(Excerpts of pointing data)
══════
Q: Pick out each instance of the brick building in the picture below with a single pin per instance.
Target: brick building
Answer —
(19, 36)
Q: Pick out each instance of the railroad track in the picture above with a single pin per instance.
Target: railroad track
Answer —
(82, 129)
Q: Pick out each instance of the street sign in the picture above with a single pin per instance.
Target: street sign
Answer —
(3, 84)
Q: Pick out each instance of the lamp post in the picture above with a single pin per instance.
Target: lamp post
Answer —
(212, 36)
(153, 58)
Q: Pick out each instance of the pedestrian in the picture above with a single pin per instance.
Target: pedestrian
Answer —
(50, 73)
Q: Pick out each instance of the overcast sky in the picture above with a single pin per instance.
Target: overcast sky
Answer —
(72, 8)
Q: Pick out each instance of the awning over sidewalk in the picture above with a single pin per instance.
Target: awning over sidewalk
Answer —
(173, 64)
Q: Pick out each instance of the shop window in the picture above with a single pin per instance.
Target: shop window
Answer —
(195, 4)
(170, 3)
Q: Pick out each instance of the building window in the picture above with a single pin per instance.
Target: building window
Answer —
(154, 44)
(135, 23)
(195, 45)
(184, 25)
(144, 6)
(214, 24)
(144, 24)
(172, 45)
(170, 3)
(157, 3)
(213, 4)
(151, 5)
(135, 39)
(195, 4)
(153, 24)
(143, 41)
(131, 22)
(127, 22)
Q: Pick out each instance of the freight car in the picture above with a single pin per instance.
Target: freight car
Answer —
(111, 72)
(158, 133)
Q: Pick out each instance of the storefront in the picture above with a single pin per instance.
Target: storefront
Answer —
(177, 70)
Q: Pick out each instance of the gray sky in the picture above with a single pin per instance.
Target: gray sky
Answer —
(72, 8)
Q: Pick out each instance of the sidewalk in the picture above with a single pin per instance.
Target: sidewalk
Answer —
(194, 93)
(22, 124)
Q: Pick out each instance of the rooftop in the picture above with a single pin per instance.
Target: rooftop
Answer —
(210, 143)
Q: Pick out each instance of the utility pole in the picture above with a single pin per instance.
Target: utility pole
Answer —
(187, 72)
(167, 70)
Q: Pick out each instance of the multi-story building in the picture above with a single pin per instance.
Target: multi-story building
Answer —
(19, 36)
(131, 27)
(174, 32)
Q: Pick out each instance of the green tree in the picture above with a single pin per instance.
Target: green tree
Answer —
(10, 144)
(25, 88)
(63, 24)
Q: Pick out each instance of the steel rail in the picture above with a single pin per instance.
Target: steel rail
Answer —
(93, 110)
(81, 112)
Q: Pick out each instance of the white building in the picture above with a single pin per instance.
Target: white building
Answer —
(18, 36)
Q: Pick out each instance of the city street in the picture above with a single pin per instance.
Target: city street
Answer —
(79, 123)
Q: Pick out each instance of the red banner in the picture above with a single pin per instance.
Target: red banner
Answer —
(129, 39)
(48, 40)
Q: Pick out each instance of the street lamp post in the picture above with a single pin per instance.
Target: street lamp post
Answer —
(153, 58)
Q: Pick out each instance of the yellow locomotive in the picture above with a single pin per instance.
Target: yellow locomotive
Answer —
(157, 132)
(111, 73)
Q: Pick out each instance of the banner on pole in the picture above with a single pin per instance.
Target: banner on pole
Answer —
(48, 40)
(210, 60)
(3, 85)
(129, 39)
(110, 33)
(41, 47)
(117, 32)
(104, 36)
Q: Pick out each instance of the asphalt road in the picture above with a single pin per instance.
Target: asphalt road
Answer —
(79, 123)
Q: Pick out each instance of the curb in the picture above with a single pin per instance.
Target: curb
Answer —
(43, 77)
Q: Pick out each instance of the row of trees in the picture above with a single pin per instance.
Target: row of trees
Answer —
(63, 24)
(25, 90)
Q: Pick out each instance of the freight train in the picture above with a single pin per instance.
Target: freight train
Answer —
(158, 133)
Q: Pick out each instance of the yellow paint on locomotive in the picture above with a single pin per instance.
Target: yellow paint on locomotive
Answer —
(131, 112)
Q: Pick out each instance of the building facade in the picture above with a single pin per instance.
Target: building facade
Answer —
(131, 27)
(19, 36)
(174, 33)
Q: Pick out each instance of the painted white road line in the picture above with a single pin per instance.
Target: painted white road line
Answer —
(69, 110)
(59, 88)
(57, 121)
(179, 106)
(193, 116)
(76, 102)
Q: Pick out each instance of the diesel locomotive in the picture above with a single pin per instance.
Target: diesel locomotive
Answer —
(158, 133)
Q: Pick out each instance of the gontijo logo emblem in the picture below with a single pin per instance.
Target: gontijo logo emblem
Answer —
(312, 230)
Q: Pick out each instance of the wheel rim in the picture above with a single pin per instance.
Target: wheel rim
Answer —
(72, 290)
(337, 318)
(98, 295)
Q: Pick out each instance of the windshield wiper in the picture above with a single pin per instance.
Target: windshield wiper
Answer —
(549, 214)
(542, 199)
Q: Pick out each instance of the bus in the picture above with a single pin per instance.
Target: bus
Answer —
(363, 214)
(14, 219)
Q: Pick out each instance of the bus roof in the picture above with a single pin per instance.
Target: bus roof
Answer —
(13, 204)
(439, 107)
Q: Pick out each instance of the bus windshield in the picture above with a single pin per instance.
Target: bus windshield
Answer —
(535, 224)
══════
* TO DO: Reproduce the records above exactly as they appear.

* EXERCISE SOLUTION:
Q: Pick out each instance of the brick building in the picture below with a single pin per instance.
Target: brick building
Answer —
(19, 36)
Q: Pick out each instance of the railroad track in the picture above with a single pin per instance.
Target: railroad track
Answer —
(82, 129)
Q: Pick out each instance of the street sign in the picture above with a single pin per instance.
Target: street sign
Answer —
(3, 84)
Q: Pick out each instance of the lamp post in the picture above with a single pin per instance.
Target: lamp post
Answer —
(212, 36)
(153, 58)
Q: Pick out each instance of the pedestrian in the picture above with a single pin per instance.
Target: pedestrian
Answer —
(50, 73)
Q: Pick out each instance of the overcast sky in the picture above with a single pin per instance.
Target: overcast sky
Answer —
(72, 8)
Q: Pick out each instance of the awning over sidewalk in the picture above with a single pin per instance.
Target: awning over sidewalk
Answer —
(173, 64)
Q: Pick out each instance of the shop window in the picture above with a single pin per instance.
Target: shop window
Answer —
(195, 4)
(170, 3)
Q: Pick out each instance of the building window in the picture above with a single pin per instance.
Target: building window
Answer —
(154, 44)
(135, 23)
(195, 45)
(184, 25)
(144, 6)
(214, 24)
(144, 24)
(172, 45)
(170, 3)
(157, 3)
(213, 4)
(151, 5)
(135, 39)
(195, 4)
(153, 24)
(143, 41)
(131, 22)
(127, 22)
Q: Pick out each instance of the freight car in the picture above with a single pin per instance.
Target: freight car
Answer —
(111, 72)
(158, 133)
Q: Pick out each instance of the storefront in the picture above with a single pin per instance.
Target: storefront
Answer —
(177, 70)
Q: Pick out each instance of the gray sky in the picture above with a single pin per instance.
Target: gray sky
Answer —
(72, 8)
Q: Pick out each instance of the sidewalk in the picture above with a single pin per instance.
Target: sidewalk
Answer —
(194, 93)
(22, 124)
Q: Pick out each instance of the rooftop in the picture above with a single pin per instance.
Target: rooftop
Answer —
(210, 143)
Q: Pick out each instance of the utility pole in the picture above with a single pin per instance.
Target: utility pole
Answer —
(187, 72)
(167, 70)
Q: Pick out each instance of the multi-story building in the picture above with a single pin per instance.
Target: multi-story building
Answer —
(19, 36)
(131, 27)
(174, 32)
Q: Pick out each instance of the green tree in the picture above with a single pin per instance.
Target: green tree
Answer —
(10, 144)
(25, 88)
(63, 24)
Q: Pick out each instance of the steel rail in the picture above with a single pin per instance.
Target: steel rail
Answer —
(93, 110)
(81, 112)
Q: Pick out each instance of the white building in the picture above with a single pin per instance.
Target: white building
Answer —
(18, 36)
Q: Pick out each instance of the city street in the picture above with a single pin per instance.
Target: city street
Answer —
(79, 123)
Q: Pick out each instance of the red banner in the picture above with a single pin per instance.
Target: red banner
Answer —
(129, 39)
(48, 40)
Q: Pick out each instance of the street lamp post in the picture above with a single pin per instance.
Target: street lamp post
Answer —
(153, 58)
Q: Pick out each instance of the yellow locomotive in the picture above with a single pin per instance.
Target: yellow locomotive
Answer —
(157, 132)
(111, 73)
Q: Pick out each instance of the banner on pole in the picture above with a single pin per instance.
Target: banner on pole
Answer —
(48, 40)
(210, 60)
(3, 85)
(129, 39)
(110, 33)
(41, 47)
(117, 32)
(104, 36)
Q: Pick out each instance of the asphalt road in the picture above with a single pin per instance.
Target: asphalt road
Answer —
(79, 123)
Q: Pick out each instance of the curb in the picture above with a single pin per instance.
Target: curb
Answer —
(43, 77)
Q: Pick out each instance of the row of trees in the picture above with a single pin per instance.
Target: row of trees
Answer —
(63, 24)
(25, 90)
Q: Pick out each instance of the freight train in the picture above with a single pin per instance.
Target: freight train
Answer —
(158, 133)
Q: Pick out each instance of the yellow paint on locomotive in the picture above with a single pin per instance.
Target: yellow paint on locomotive
Answer —
(131, 112)
Q: Pick out each instance of the building facade in the picture above with a single pin per instance.
Target: building facade
Answer —
(131, 27)
(19, 36)
(174, 33)
Q: Pick out each instance of the painted white road line in the picture above with a single pin per instance.
Target: painted white road line
Answer —
(69, 110)
(59, 88)
(57, 121)
(179, 106)
(193, 116)
(76, 102)
Q: Pick out each instance of the diesel locomotive in the picture above with a single pin per instance.
Target: diesel locomotive
Answer —
(158, 133)
Q: Pick out each instance of the gontijo logo emblem in the picture below with a single pin per instance.
Target: gontijo logo emblem
Answer —
(312, 230)
Q: Pick out each instance of the wheel rim in the picture above with a single pin per instance.
Target: wheel rim
Answer —
(72, 290)
(337, 318)
(98, 295)
Q: Pick out each instance of the windshield wiper in the picture above with a single pin per instance.
Target: windshield wiper
Answer —
(549, 214)
(542, 199)
Q: Pick out each instance of the bus in the picture above with a single pin per instance.
Target: bus
Answer —
(363, 214)
(14, 219)
Q: Pick out each instance of the bus roof in the picture above with a single pin per instance.
Target: bus roof
Answer —
(13, 204)
(439, 107)
Q: Pick out each instance of the bus windshield in the picture above with a single pin per instance.
Target: bus windshield
Answer —
(535, 224)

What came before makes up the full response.